### Passage
↓↓↓

Although SaaS companies collect an abundance of sales data, effectively visualizing and leveraging that data can be quite a feat. Measuring stats like customer satisfaction, churn, and revenue are relatively straightforward, but sales efficiency and effectiveness are tougher nuts to crack. Yet, knowing precisely which activities actually make your team more productive is crucial to achieving and maintaining sales KPIs, especially as the market shifts and teams are asked to do more with fewer resources.
Too many companies still consider sales more of an art than true science, relying on gut instinct or a few rockstar sales reps to hit their numbers. But we’re here to tell you that sales effectiveness and efficiency are measurable — and should be a major component of your growth strategy.
Below, we’ll define sales efficiency and sales effectiveness (yes, there’s a difference) and offer several tips for leveraging them as your company scales.
Sales efficiency compares revenue to sales and marketing spend in a given period. Think of sales efficiency as a way to demonstrate the payoff of investing in sales and marketing. For example, SaaS companies tend to reserve a great deal of their budget for product promotion, events, and sales enablement and want to be confident that this hefty investment drives returns in the long run.
Unlike typical growth metrics that plateau over time, sales efficiency should continue to improve as companies scale.

↑↑↑

### Short task 1
According to the passage on sales efficiency, what two things does sales efficiency compare?

### The data
↓↓↓

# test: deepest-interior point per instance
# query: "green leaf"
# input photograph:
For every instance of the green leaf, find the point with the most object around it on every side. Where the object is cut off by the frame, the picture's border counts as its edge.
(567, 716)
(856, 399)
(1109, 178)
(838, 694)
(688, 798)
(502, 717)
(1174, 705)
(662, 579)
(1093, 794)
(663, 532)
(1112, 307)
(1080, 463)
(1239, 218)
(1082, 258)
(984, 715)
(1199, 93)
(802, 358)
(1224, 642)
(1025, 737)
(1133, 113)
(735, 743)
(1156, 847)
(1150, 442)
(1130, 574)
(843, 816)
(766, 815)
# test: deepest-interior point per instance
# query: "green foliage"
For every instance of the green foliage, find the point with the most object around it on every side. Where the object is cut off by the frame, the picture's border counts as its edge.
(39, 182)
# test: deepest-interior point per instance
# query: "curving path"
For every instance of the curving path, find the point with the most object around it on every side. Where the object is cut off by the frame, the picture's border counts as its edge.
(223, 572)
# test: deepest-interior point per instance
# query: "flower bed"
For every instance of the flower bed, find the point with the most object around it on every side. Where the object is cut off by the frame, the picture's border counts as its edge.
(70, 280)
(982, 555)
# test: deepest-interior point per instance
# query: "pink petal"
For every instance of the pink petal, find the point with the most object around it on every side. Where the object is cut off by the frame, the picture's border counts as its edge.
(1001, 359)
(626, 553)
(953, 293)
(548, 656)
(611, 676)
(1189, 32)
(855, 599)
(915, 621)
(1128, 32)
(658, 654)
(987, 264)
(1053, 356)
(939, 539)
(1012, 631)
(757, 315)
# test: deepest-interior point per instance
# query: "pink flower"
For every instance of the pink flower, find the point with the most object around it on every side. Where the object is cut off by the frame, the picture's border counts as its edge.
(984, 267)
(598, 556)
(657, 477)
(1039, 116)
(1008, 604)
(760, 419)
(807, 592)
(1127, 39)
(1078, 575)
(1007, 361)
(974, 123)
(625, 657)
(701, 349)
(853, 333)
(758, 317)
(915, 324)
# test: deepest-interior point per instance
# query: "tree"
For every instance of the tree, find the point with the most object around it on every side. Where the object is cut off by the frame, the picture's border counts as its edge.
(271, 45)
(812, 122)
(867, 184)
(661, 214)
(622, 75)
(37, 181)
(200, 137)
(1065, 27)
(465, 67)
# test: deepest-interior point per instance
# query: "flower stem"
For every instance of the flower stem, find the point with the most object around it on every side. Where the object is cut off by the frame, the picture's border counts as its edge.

↑↑↑

### Short task 2
Filter the rows above and keep only the lines that contain the word "petal".

### Exercise response 1
Sales efficiency compares revenue to sales and marketing spend in a given period.

### Exercise response 2
# query: "pink petal"
For every instance of the pink petal, find the point with the most object around it on every side. Where the object is cut off by the frame, the picture's border counts as its edge.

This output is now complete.